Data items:
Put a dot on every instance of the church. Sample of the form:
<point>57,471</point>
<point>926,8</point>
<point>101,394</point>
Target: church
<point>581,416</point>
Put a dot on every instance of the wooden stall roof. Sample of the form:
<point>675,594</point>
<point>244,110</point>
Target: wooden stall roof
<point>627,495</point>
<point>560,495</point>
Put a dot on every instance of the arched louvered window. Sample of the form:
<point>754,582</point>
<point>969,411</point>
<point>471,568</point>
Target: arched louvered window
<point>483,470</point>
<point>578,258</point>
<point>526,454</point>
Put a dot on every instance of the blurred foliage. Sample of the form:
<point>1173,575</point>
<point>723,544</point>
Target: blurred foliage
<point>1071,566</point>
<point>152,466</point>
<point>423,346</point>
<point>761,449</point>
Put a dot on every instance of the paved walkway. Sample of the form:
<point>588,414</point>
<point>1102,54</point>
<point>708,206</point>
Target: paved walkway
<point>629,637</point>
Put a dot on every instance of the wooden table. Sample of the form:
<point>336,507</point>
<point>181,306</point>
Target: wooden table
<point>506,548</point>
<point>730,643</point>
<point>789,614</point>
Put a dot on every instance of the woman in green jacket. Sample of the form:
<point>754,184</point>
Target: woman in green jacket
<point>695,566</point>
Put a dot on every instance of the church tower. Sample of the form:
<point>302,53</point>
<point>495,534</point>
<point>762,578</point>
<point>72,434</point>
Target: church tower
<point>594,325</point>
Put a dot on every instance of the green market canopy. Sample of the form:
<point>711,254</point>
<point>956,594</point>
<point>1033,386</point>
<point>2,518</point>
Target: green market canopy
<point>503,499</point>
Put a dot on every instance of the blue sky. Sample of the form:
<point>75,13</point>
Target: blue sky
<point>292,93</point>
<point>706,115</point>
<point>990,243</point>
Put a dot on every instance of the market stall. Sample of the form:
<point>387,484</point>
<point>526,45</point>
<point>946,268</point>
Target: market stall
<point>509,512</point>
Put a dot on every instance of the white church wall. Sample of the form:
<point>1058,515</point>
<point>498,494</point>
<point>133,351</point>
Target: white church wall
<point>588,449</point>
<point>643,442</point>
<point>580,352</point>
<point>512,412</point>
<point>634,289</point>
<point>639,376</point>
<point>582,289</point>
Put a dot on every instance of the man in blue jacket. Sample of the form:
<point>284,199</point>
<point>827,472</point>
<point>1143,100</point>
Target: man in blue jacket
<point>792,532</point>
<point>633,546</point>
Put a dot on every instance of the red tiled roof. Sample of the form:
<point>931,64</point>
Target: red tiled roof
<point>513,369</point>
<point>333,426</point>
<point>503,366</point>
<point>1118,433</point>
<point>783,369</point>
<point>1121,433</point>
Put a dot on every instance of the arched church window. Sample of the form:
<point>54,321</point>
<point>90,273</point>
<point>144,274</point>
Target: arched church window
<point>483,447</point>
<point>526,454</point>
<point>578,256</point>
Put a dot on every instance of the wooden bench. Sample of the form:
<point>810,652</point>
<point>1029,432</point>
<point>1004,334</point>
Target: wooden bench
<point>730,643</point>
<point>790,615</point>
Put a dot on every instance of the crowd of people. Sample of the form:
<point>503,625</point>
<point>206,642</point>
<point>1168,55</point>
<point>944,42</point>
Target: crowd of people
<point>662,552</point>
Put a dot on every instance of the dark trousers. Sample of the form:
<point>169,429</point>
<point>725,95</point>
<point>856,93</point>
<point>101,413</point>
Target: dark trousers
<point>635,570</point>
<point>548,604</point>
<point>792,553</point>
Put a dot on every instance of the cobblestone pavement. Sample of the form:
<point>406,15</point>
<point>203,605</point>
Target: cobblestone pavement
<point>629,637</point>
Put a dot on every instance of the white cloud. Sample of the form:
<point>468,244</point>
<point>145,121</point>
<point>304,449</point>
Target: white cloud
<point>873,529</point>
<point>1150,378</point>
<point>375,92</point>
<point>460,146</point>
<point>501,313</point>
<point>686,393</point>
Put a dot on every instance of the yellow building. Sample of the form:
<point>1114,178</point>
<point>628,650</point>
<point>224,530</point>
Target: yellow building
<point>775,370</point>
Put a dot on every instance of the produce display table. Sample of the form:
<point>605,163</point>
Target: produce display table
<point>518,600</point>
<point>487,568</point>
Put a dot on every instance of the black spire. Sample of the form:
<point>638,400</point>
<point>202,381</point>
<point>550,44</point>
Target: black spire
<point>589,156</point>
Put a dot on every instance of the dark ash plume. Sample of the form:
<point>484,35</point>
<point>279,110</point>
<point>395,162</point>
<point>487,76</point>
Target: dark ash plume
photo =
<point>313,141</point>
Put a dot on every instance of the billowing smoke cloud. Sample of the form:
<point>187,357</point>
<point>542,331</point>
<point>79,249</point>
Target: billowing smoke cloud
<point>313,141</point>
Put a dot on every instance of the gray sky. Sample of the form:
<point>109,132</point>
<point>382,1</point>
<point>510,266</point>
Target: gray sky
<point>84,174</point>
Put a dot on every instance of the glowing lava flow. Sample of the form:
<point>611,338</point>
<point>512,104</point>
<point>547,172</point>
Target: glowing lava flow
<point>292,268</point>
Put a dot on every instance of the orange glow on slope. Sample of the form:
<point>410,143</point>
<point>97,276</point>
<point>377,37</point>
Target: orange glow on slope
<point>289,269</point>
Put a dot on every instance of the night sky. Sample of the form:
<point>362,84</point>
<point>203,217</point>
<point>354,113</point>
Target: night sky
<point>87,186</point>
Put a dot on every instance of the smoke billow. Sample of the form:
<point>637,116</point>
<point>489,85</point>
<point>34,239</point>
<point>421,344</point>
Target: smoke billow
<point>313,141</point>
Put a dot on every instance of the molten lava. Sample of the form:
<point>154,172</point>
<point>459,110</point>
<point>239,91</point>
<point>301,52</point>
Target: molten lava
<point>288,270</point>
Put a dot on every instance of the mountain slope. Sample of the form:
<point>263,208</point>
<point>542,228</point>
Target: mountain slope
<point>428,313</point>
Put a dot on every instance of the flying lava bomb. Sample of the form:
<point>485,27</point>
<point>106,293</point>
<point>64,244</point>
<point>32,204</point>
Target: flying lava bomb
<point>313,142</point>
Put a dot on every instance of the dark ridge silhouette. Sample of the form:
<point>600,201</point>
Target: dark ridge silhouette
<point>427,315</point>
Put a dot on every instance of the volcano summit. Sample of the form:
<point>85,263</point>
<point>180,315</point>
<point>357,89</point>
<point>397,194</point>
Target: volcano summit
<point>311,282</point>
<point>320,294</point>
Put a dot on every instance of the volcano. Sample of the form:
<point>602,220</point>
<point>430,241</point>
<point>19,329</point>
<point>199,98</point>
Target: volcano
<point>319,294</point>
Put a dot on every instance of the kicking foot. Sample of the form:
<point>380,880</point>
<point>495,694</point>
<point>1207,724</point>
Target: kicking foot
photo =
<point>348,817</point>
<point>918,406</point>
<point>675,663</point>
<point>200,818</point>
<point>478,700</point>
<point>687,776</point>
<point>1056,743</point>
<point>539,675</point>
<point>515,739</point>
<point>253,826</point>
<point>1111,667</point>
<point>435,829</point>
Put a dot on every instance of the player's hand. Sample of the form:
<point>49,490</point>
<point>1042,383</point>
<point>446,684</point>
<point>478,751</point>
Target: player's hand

WHAT IS REQUIRED
Please rewrite the listing above, replacing every "Put a dot on" with "Place a marker on" and leaving everything else unchanged.

EXERCISE OUTPUT
Place a marker on every instance of the church. Sample of the form:
<point>57,471</point>
<point>926,8</point>
<point>101,394</point>
Target: church
<point>581,416</point>
Place a marker on every instance of the wooden stall roof. Sample of the form:
<point>675,594</point>
<point>244,110</point>
Target: wooden stall roof
<point>627,495</point>
<point>560,495</point>
Place a marker on every instance of the arched louvered window. Sample of the form:
<point>754,582</point>
<point>969,411</point>
<point>471,568</point>
Target: arched louvered window
<point>483,470</point>
<point>578,258</point>
<point>526,454</point>
Place a marker on every instance of the blurred foliage. Sample of the form:
<point>1173,575</point>
<point>723,544</point>
Target: blurred foliage
<point>1071,566</point>
<point>152,466</point>
<point>423,346</point>
<point>761,449</point>
Place a marker on every instance of the paved walkway. Sample of the form:
<point>588,414</point>
<point>1102,54</point>
<point>708,206</point>
Target: paved walkway
<point>629,637</point>
Place a marker on every instance of the wooden table. Sample of the form:
<point>336,507</point>
<point>181,306</point>
Target: wooden table
<point>506,548</point>
<point>730,643</point>
<point>789,614</point>
Place a marker on every instance of the woman in green jacket. Sample of the form:
<point>754,184</point>
Target: woman in green jacket
<point>695,566</point>
Place a marker on every instance of the church tower. Sample of the form:
<point>302,53</point>
<point>495,534</point>
<point>762,578</point>
<point>72,434</point>
Target: church tower
<point>594,325</point>
Place a marker on every instance of the green market canopy. Sample of the form:
<point>711,254</point>
<point>956,594</point>
<point>1033,386</point>
<point>2,518</point>
Target: green market canopy
<point>503,499</point>
Place a marker on every instance of the blue sky. Sample of the form:
<point>75,13</point>
Target: blue sky
<point>292,93</point>
<point>706,115</point>
<point>990,243</point>
Place a marker on every instance of the market stall. Sample of the form:
<point>387,484</point>
<point>526,45</point>
<point>946,268</point>
Target: market stall
<point>509,512</point>
Place a marker on every instance of the white church wall. Sample of the form:
<point>1058,515</point>
<point>498,494</point>
<point>133,351</point>
Target: white church wall
<point>588,449</point>
<point>643,442</point>
<point>580,352</point>
<point>512,412</point>
<point>634,289</point>
<point>639,376</point>
<point>582,289</point>
Place a marker on every instance of the man in blue jacket. Sample of the form:
<point>284,199</point>
<point>827,472</point>
<point>1143,100</point>
Target: man in blue jacket
<point>792,532</point>
<point>633,546</point>
Place a marker on every instance of the red tiled roof. Sample of the form:
<point>931,64</point>
Target: red tiled roof
<point>513,369</point>
<point>333,426</point>
<point>503,366</point>
<point>1118,433</point>
<point>783,369</point>
<point>1121,433</point>
Place a marker on every instance of the arched church window. Sample of the form:
<point>54,321</point>
<point>90,273</point>
<point>144,274</point>
Target: arched church window
<point>483,447</point>
<point>526,454</point>
<point>578,256</point>
Place a marker on every instance of the wooden bench. Sample of the form:
<point>810,652</point>
<point>1029,432</point>
<point>1004,334</point>
Target: wooden bench
<point>730,643</point>
<point>790,615</point>
Place a marker on every instance of the crowd of people. Sample of the form:
<point>503,625</point>
<point>206,642</point>
<point>1168,55</point>
<point>944,42</point>
Target: crowd of people
<point>662,552</point>
Place a marker on every instance of the dark trousers. Sample of the form:
<point>169,429</point>
<point>725,95</point>
<point>856,93</point>
<point>101,413</point>
Target: dark trousers
<point>635,570</point>
<point>548,604</point>
<point>792,553</point>
Place a marker on every instance of the cobblestone pavement. Sample of the form:
<point>406,15</point>
<point>203,605</point>
Target: cobblestone pavement
<point>629,637</point>
Place a marker on every instance of the white cloud. Sample of the form:
<point>468,244</point>
<point>145,121</point>
<point>304,449</point>
Target: white cloud
<point>873,529</point>
<point>1150,378</point>
<point>375,92</point>
<point>460,146</point>
<point>501,313</point>
<point>686,393</point>
Place a marker on every instance of the yellow building. Sample of the form:
<point>1114,178</point>
<point>628,650</point>
<point>224,530</point>
Target: yellow building
<point>775,370</point>
Place a marker on every instance of the produce display table. Sample of the form:
<point>605,163</point>
Target: produce display table
<point>518,600</point>
<point>487,568</point>
Place a marker on every instance of the black spire. Sample of the form:
<point>638,400</point>
<point>202,381</point>
<point>550,44</point>
Target: black spire
<point>589,156</point>
Place a marker on every instance of the dark ash plume. Sample of the form:
<point>484,35</point>
<point>279,110</point>
<point>395,162</point>
<point>487,76</point>
Target: dark ash plume
photo =
<point>313,141</point>
Place a marker on every instance of the billowing smoke cloud. Sample of the form:
<point>187,357</point>
<point>542,331</point>
<point>79,249</point>
Target: billowing smoke cloud
<point>313,141</point>
Place a marker on every instance of the gray sky. Sample of the form:
<point>109,132</point>
<point>382,1</point>
<point>510,266</point>
Target: gray sky
<point>84,174</point>
Place a marker on every instance of the glowing lava flow. Sample of the form:
<point>611,338</point>
<point>512,104</point>
<point>547,172</point>
Target: glowing lava flow
<point>292,268</point>
Place a marker on every instance of the orange glow on slope. Sample of the form:
<point>410,143</point>
<point>97,276</point>
<point>377,37</point>
Target: orange glow on slope
<point>289,269</point>
Place a marker on every instance of the night sky. Sample of the form:
<point>362,84</point>
<point>203,217</point>
<point>354,113</point>
Target: night sky
<point>87,186</point>
Place a marker on every instance of the smoke billow. Sample of the form:
<point>637,116</point>
<point>489,85</point>
<point>34,239</point>
<point>421,344</point>
Target: smoke billow
<point>313,141</point>
Place a marker on every instance of the molten lava. Sample of the form:
<point>154,172</point>
<point>459,110</point>
<point>239,91</point>
<point>301,52</point>
Target: molten lava
<point>288,270</point>
Place a marker on every instance of the mountain slope. Sample of the form:
<point>263,208</point>
<point>542,228</point>
Target: mountain slope
<point>428,313</point>
Place a marker on every instance of the flying lava bomb. Sample of the form:
<point>485,27</point>
<point>106,293</point>
<point>64,244</point>
<point>32,204</point>
Target: flying lava bomb
<point>313,142</point>
Place a marker on every instance of the dark ridge silhouette. Sample of the form:
<point>600,201</point>
Target: dark ridge silhouette
<point>427,315</point>
Place a marker on every instance of the volcano summit. Sample of the form:
<point>85,263</point>
<point>180,315</point>
<point>357,89</point>
<point>397,194</point>
Target: volcano summit
<point>311,282</point>
<point>320,294</point>
Place a marker on every instance of the volcano. Sample of the form:
<point>602,220</point>
<point>430,241</point>
<point>19,329</point>
<point>199,98</point>
Target: volcano
<point>319,294</point>
Place a marker on every instance of the kicking foot. Sample of the form:
<point>380,880</point>
<point>495,694</point>
<point>1207,724</point>
Target: kicking foot
photo =
<point>348,817</point>
<point>918,406</point>
<point>675,663</point>
<point>200,818</point>
<point>478,700</point>
<point>687,776</point>
<point>1056,743</point>
<point>539,675</point>
<point>515,739</point>
<point>253,826</point>
<point>1111,667</point>
<point>435,829</point>
Place a marker on every instance of the player's hand. Sample of the form:
<point>49,490</point>
<point>1042,383</point>
<point>446,684</point>
<point>478,751</point>
Target: player's hand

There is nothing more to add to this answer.